# start of Data extract

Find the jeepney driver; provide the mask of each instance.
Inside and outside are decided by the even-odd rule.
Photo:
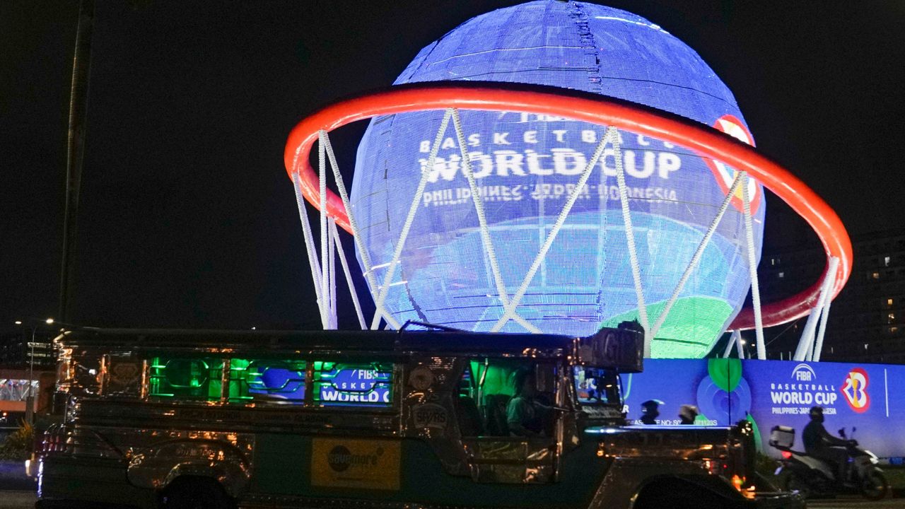
[[[506,424],[515,437],[539,437],[547,431],[553,408],[538,401],[538,386],[533,370],[515,372],[515,396],[506,406]]]

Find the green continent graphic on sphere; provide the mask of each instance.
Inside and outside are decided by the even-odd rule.
[[[710,379],[719,389],[732,392],[741,379],[741,360],[738,359],[710,359],[707,361],[707,371]]]
[[[665,305],[666,303],[662,302],[648,304],[648,320],[655,322]],[[713,345],[713,337],[723,331],[723,323],[732,312],[732,307],[725,301],[713,297],[681,297],[676,300],[651,345],[651,356],[657,359],[694,359],[707,355]],[[605,322],[604,326],[615,327],[626,320],[638,320],[638,312],[635,310],[614,316]]]

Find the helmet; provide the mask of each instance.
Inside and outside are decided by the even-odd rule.
[[[660,399],[648,399],[641,404],[641,408],[643,408],[644,413],[653,412],[657,409],[657,407],[662,405],[663,402]]]
[[[700,412],[698,411],[698,407],[694,405],[682,405],[681,408],[679,409],[679,417],[685,418],[689,420],[694,420],[694,418],[698,417]]]

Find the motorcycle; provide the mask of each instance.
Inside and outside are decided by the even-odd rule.
[[[852,428],[854,434],[855,427]],[[795,429],[775,426],[770,430],[770,446],[778,449],[783,456],[776,475],[786,473],[785,486],[788,491],[797,491],[802,496],[826,496],[843,493],[861,494],[868,500],[880,500],[890,491],[886,475],[877,464],[873,453],[858,447],[858,441],[845,437],[845,428],[839,436],[847,440],[845,451],[848,462],[843,469],[843,479],[838,479],[838,468],[823,459],[792,449]]]

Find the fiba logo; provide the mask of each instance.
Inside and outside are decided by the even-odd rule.
[[[798,364],[792,370],[792,378],[795,381],[811,381],[817,378],[817,373],[814,373],[814,368],[807,364]]]
[[[858,413],[867,411],[871,406],[871,398],[867,394],[868,381],[867,371],[855,368],[845,376],[845,381],[840,389],[849,407]]]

# end of Data extract

**Objective:** Your copy should match the records word for word, with the pictures removed.

**Exercise solution:**
Find the jeepney driver; provide the mask of each instance.
Inside and outside are decided by the even-odd rule.
Photo:
[[[506,424],[515,437],[539,437],[547,431],[553,408],[538,401],[538,386],[533,370],[515,372],[515,396],[506,406]]]

Find the green continent graphic on sphere; provide the mask of each instance.
Inside and outside are decided by the even-odd rule.
[[[710,379],[719,389],[732,392],[741,379],[741,360],[738,359],[710,359],[707,361],[707,371]]]
[[[665,305],[666,303],[662,302],[648,304],[648,320],[655,322]],[[713,345],[713,337],[723,331],[723,323],[732,312],[732,307],[725,301],[713,297],[681,297],[676,300],[651,345],[651,356],[657,359],[694,359],[707,355]],[[605,322],[604,326],[615,327],[626,320],[638,320],[638,312],[635,310],[614,316]]]

Find the helmet; provide the mask of each instance.
Inside and outside are decided by the even-odd rule.
[[[660,399],[648,399],[641,404],[641,408],[643,408],[644,413],[653,412],[657,409],[657,407],[662,405],[663,402]]]
[[[700,412],[698,411],[698,407],[694,405],[682,405],[681,408],[679,409],[679,417],[685,418],[689,420],[694,420],[694,418],[698,417]]]

Find the motorcycle; provide the mask of each instance.
Inside and outside are decided by the even-odd rule.
[[[852,428],[854,434],[855,427]],[[795,429],[775,426],[770,430],[770,446],[778,449],[783,456],[776,475],[786,473],[785,486],[788,491],[797,491],[802,496],[826,496],[843,493],[861,494],[868,500],[880,500],[890,491],[886,475],[877,464],[873,453],[858,447],[858,441],[845,437],[845,428],[839,436],[847,440],[845,451],[848,462],[843,469],[843,479],[838,479],[838,468],[823,459],[792,449]]]

Find the fiba logo; provide the mask of each instance.
Inside and outside are decided by the even-odd rule.
[[[798,364],[792,370],[792,378],[795,381],[811,381],[817,378],[817,373],[814,373],[814,368],[807,364]]]
[[[858,413],[867,411],[871,406],[871,398],[867,394],[868,381],[867,371],[855,368],[845,376],[845,381],[840,389],[849,407]]]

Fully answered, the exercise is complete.